THE PROBLEM => Update all of the rows below by replacing every occurrence of "bounding_box" with "bbox", leaving everything else unchanged. Omit the pictures from the answer.

··· MATERIAL FOR THIS TASK ···

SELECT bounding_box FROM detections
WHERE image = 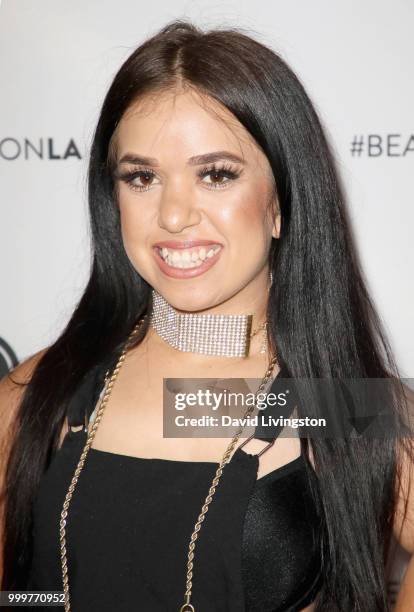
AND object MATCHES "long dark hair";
[2,21,410,612]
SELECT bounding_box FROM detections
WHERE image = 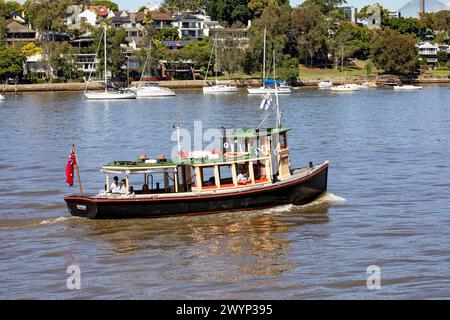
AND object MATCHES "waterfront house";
[6,21,37,46]
[417,42,439,67]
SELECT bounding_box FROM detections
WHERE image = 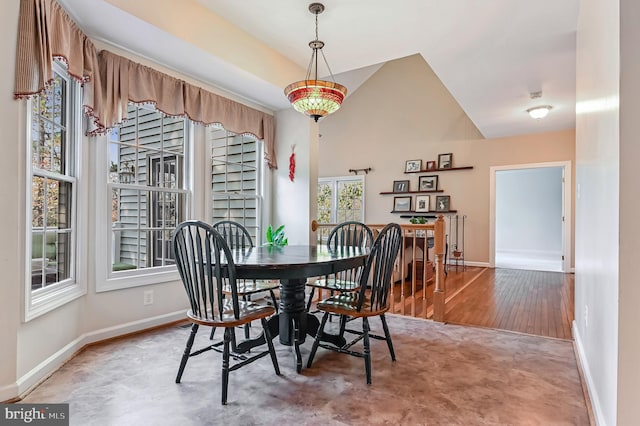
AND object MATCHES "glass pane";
[318,182,333,223]
[336,181,363,223]
[31,176,46,228]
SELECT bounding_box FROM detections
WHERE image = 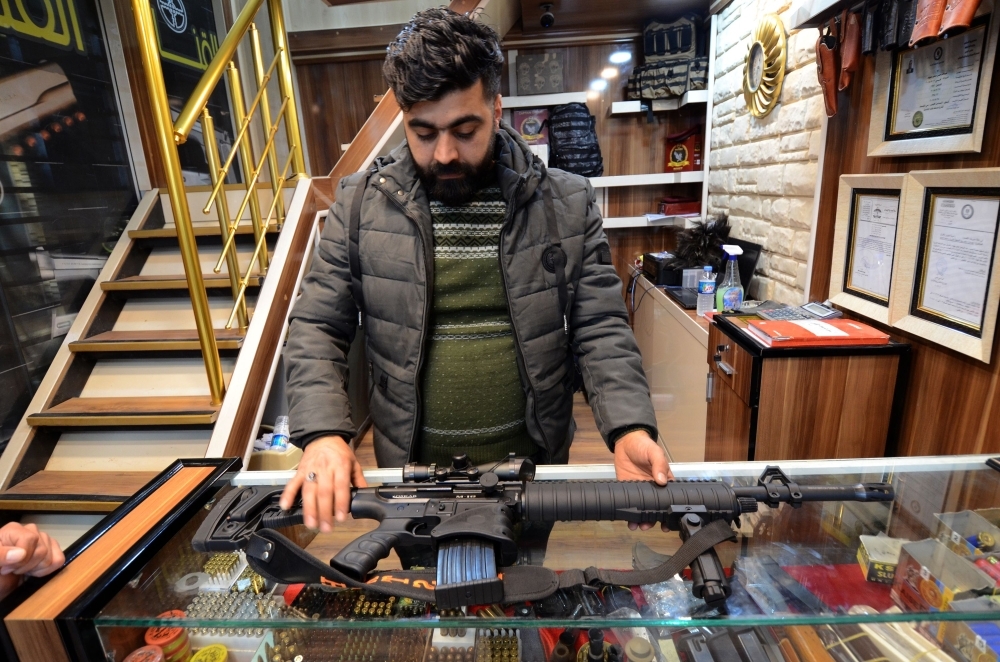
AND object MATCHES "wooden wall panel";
[295,60,388,175]
[809,52,1000,455]
[292,39,705,290]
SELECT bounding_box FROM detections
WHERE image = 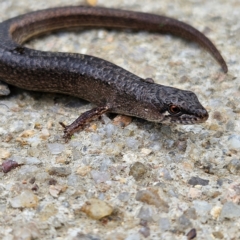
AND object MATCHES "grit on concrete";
[0,0,240,240]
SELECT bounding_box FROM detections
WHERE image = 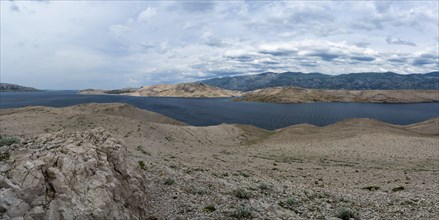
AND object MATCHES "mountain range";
[0,83,40,92]
[201,71,439,91]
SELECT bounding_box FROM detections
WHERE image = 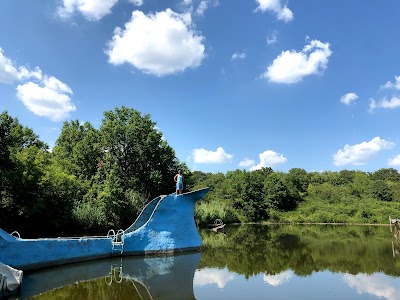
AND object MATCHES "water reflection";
[21,253,201,299]
[264,270,294,286]
[193,268,234,289]
[22,225,400,300]
[195,225,400,300]
[343,273,400,300]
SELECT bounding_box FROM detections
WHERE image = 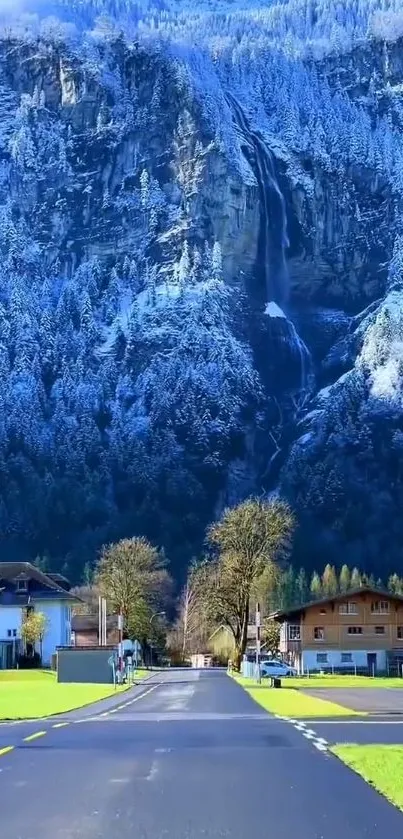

···

OUTPUT FOR THIS EXERCISE =>
SELECT bbox FROM detections
WHERE image = 
AND object MATCHES "long dark hair";
[2,21,410,612]
SELECT bbox FROM detections
WHERE image = 
AND object MATCHES "waterfront house";
[6,21,37,46]
[417,42,439,67]
SELECT bbox FROM detections
WHERE image = 
AND object MATCHES "glass pane";
[318,182,333,223]
[336,181,363,223]
[31,176,46,228]
SELECT bbox FROM detections
WHERE image = 
AND object MATCHES "wooden wall panel";
[295,60,388,175]
[809,52,1000,455]
[292,39,705,290]
SELECT bbox FROM detections
WHERE image = 
AND object MATCHES "grit on concrete";
[0,0,240,240]
SELECT bbox FROM detections
WHERE image = 
AND object MATCHES "mountain range";
[0,83,40,92]
[201,71,439,91]
SELECT bbox FROM detections
WHERE image = 
AND object MATCHES "water reflection";
[21,253,201,299]
[264,270,294,286]
[193,268,234,289]
[22,225,400,300]
[195,225,400,300]
[343,273,400,300]
SELECT bbox FROM detections
WHERE image = 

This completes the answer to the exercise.